[Natural-language object grounding data]
Start of Block

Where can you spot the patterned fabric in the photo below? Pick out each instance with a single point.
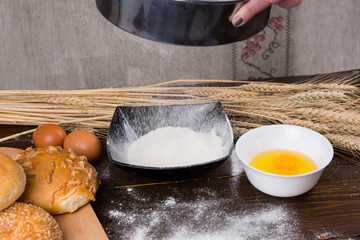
(267, 54)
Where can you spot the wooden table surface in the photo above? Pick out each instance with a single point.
(220, 204)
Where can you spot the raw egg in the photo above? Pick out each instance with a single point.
(283, 162)
(84, 143)
(49, 135)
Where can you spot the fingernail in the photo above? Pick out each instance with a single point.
(237, 21)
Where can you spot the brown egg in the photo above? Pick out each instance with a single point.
(49, 135)
(84, 143)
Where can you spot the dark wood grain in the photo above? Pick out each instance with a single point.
(221, 204)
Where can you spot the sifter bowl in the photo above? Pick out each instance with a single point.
(182, 22)
(284, 137)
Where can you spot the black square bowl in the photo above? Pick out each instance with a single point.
(130, 123)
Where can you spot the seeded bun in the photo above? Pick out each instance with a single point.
(26, 221)
(58, 180)
(12, 181)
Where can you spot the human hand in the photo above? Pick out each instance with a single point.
(247, 10)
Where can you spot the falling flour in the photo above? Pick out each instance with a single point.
(175, 146)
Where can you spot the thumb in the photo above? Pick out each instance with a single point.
(250, 9)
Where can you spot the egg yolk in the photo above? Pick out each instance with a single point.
(283, 162)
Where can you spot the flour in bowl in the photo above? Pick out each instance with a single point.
(174, 147)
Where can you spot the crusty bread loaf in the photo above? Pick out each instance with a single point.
(12, 181)
(26, 221)
(58, 180)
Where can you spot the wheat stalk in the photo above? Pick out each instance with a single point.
(330, 115)
(327, 103)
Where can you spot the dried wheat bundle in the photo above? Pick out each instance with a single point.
(327, 103)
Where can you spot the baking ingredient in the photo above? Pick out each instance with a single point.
(26, 221)
(84, 143)
(49, 135)
(283, 162)
(175, 146)
(12, 181)
(58, 180)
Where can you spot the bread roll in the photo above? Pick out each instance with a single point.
(26, 221)
(58, 180)
(12, 181)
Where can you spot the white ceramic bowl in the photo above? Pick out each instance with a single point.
(286, 137)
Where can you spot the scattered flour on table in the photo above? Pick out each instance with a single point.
(175, 146)
(205, 219)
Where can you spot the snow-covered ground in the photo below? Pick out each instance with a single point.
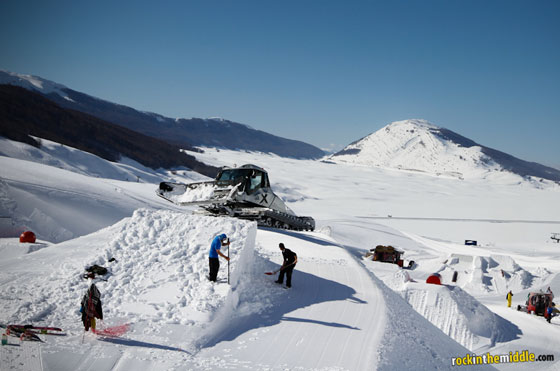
(344, 311)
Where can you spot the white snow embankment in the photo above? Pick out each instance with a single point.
(459, 315)
(157, 284)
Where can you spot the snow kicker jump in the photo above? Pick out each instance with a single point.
(242, 192)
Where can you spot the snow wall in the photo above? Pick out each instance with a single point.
(159, 276)
(459, 315)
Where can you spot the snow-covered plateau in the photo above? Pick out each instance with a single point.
(343, 312)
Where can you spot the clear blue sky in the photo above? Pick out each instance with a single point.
(324, 72)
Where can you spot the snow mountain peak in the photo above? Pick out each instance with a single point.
(418, 145)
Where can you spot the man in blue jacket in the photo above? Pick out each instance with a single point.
(213, 259)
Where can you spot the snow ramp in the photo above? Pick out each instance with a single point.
(460, 315)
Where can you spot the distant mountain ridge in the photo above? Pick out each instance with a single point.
(418, 145)
(184, 133)
(25, 113)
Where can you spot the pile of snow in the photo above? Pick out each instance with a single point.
(413, 145)
(459, 315)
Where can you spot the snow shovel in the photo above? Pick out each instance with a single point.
(278, 270)
(272, 273)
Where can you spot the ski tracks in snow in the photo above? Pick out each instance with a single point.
(332, 318)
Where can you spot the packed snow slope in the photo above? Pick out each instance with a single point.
(344, 311)
(418, 145)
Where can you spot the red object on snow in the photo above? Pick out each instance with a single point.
(27, 236)
(434, 279)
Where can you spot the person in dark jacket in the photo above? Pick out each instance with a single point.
(217, 243)
(290, 260)
(91, 307)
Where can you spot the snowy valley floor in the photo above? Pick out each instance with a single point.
(344, 312)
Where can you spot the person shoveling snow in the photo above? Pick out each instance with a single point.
(214, 262)
(290, 260)
(91, 305)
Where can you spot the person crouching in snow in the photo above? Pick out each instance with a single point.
(213, 258)
(290, 260)
(549, 313)
(508, 297)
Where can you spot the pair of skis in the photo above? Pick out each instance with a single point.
(30, 332)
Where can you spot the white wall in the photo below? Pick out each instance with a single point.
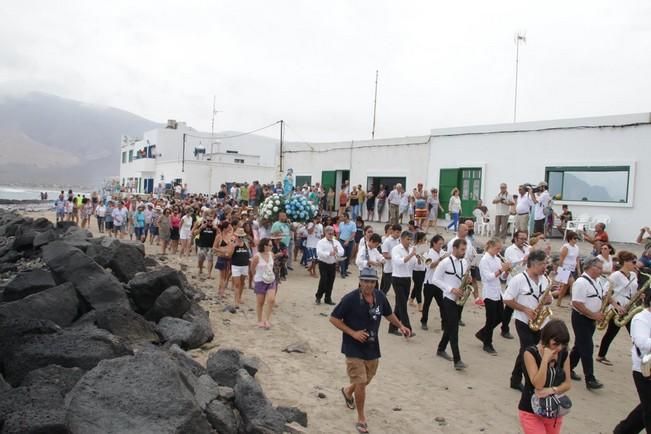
(519, 157)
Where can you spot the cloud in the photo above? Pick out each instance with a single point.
(313, 63)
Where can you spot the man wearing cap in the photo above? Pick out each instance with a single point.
(540, 210)
(358, 316)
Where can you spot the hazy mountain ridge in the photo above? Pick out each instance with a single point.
(46, 139)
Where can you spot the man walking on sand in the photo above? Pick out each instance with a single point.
(358, 316)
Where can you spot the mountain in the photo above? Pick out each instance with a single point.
(46, 139)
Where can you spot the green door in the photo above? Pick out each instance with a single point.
(448, 179)
(328, 179)
(470, 189)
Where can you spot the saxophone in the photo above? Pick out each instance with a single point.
(466, 286)
(542, 311)
(635, 306)
(605, 304)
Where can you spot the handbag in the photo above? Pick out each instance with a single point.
(551, 406)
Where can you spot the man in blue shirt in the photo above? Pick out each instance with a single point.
(347, 230)
(358, 316)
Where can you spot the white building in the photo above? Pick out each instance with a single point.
(180, 154)
(597, 166)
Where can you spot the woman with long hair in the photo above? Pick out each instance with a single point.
(223, 247)
(175, 225)
(454, 209)
(569, 261)
(546, 373)
(265, 293)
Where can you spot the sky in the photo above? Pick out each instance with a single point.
(313, 63)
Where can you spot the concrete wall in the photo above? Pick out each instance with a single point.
(521, 156)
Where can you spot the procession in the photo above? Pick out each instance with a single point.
(255, 238)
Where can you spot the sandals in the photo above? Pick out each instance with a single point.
(362, 427)
(350, 402)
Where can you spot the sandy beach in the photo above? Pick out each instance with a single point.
(413, 388)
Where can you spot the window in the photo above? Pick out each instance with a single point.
(589, 184)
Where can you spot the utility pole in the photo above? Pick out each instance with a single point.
(282, 128)
(518, 37)
(374, 105)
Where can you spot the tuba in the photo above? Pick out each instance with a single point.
(466, 286)
(605, 304)
(542, 311)
(635, 306)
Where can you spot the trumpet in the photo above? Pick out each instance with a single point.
(635, 306)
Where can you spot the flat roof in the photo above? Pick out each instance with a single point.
(599, 121)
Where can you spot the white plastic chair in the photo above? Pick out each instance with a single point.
(481, 225)
(577, 225)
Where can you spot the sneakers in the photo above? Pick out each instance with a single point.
(593, 384)
(444, 355)
(490, 350)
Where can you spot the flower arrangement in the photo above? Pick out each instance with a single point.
(299, 209)
(271, 206)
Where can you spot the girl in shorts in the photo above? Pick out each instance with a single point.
(265, 293)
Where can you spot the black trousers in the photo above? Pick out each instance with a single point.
(417, 291)
(494, 312)
(450, 312)
(609, 336)
(506, 319)
(527, 338)
(432, 292)
(584, 328)
(385, 284)
(327, 273)
(401, 287)
(640, 417)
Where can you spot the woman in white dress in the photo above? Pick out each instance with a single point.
(569, 261)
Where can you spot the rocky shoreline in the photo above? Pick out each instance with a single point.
(94, 336)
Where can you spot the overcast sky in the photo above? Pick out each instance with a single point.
(312, 63)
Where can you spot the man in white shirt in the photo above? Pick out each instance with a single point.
(368, 254)
(328, 249)
(541, 203)
(394, 199)
(430, 290)
(523, 207)
(490, 269)
(516, 254)
(403, 260)
(448, 276)
(523, 294)
(587, 297)
(389, 243)
(502, 203)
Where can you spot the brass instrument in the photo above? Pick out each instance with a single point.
(605, 303)
(635, 306)
(542, 311)
(466, 287)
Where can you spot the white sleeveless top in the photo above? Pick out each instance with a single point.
(570, 260)
(262, 264)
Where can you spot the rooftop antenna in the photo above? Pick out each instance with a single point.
(374, 105)
(212, 124)
(519, 37)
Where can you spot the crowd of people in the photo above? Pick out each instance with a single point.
(519, 282)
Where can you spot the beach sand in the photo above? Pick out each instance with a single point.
(412, 387)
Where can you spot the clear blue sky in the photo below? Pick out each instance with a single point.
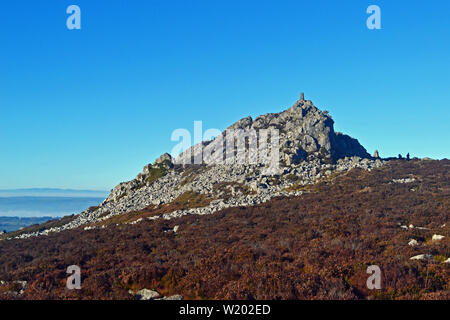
(89, 108)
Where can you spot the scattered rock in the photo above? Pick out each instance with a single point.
(422, 257)
(437, 237)
(146, 294)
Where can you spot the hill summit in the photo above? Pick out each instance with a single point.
(306, 150)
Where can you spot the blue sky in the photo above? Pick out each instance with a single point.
(89, 108)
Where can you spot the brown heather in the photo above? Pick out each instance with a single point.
(316, 246)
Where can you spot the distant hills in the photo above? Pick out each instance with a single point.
(53, 192)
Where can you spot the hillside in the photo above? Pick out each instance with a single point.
(313, 245)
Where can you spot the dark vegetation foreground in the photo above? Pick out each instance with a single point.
(316, 246)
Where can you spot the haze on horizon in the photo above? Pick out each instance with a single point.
(87, 109)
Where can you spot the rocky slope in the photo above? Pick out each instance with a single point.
(309, 151)
(315, 246)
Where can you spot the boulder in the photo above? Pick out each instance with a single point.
(422, 257)
(147, 294)
(437, 237)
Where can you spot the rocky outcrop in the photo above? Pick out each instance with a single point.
(305, 133)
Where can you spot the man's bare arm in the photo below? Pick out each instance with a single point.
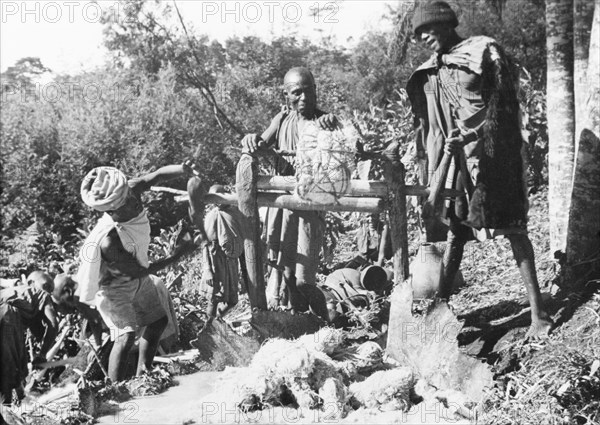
(118, 258)
(163, 174)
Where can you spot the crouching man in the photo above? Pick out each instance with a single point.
(115, 274)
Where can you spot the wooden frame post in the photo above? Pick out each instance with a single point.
(247, 190)
(394, 174)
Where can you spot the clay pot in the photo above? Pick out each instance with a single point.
(373, 278)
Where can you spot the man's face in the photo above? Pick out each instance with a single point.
(435, 36)
(301, 95)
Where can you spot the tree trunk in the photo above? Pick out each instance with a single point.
(561, 117)
(593, 76)
(582, 27)
(583, 239)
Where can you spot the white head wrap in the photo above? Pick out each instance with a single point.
(104, 189)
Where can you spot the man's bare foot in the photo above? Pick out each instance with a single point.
(540, 328)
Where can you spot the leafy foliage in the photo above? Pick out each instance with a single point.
(170, 95)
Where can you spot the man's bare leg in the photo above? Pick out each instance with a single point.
(118, 356)
(541, 324)
(455, 247)
(149, 344)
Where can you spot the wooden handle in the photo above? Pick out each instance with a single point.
(431, 205)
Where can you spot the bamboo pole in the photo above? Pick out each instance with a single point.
(291, 202)
(368, 188)
(246, 177)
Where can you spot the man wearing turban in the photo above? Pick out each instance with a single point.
(115, 274)
(465, 105)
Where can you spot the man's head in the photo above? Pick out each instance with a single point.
(300, 91)
(434, 24)
(64, 289)
(106, 189)
(41, 281)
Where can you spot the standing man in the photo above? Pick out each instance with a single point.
(465, 105)
(115, 273)
(294, 238)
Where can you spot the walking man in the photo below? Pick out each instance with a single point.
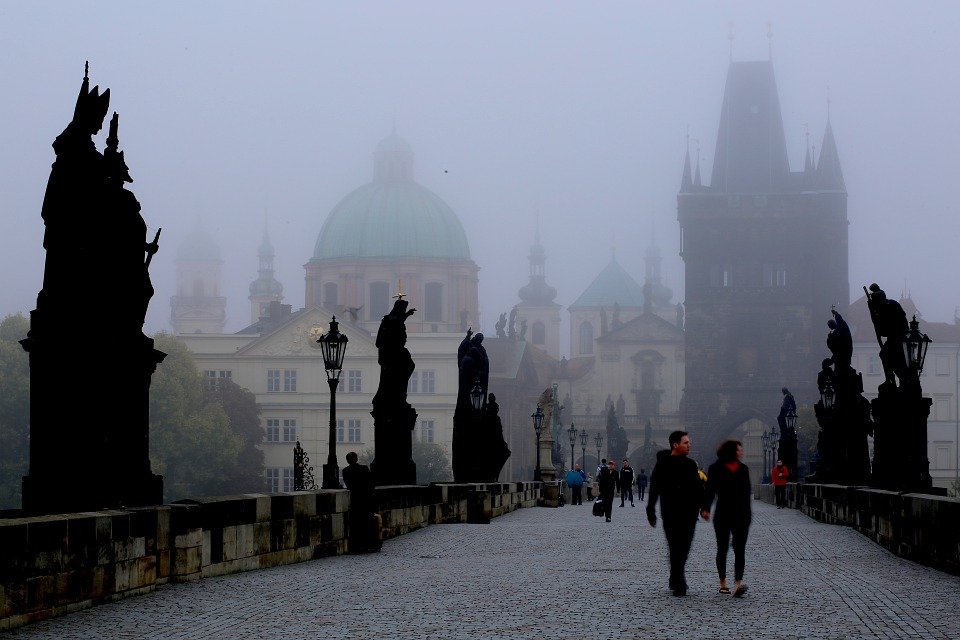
(626, 483)
(675, 483)
(575, 479)
(607, 483)
(641, 484)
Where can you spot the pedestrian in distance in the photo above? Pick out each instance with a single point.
(626, 483)
(607, 483)
(641, 484)
(675, 483)
(779, 476)
(728, 482)
(575, 479)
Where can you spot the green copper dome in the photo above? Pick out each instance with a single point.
(392, 217)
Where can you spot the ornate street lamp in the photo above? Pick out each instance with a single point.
(583, 445)
(538, 428)
(476, 396)
(599, 441)
(333, 345)
(573, 440)
(791, 419)
(915, 346)
(827, 395)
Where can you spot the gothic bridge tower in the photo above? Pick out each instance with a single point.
(765, 257)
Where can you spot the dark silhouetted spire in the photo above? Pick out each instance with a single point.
(686, 184)
(751, 152)
(829, 173)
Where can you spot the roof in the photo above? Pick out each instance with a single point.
(612, 285)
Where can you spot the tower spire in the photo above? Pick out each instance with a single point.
(686, 183)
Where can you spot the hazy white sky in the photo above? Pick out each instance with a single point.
(237, 112)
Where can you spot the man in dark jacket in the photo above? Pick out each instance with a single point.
(675, 482)
(626, 482)
(607, 484)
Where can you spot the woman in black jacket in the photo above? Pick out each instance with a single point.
(728, 480)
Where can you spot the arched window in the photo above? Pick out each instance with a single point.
(586, 338)
(379, 300)
(330, 295)
(433, 299)
(539, 333)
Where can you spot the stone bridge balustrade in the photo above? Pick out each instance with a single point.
(56, 564)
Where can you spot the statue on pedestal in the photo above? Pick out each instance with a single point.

End of Block

# Task brief:
Nothing but the lines from the one holding "Where can you spot the arched" to the end of the entries should be output, each exactly as it appears.

# Answer box:
Where can you spot the arched window in the photo above? Pick out each instance with a single point.
(586, 338)
(379, 300)
(330, 295)
(433, 299)
(539, 333)
Where can you spot the stone bridge balustrade in the photo above? Pick out each instance with a single point.
(56, 564)
Where can you spot the statue on pedestal in the photo above? Pick out each instance with a single point.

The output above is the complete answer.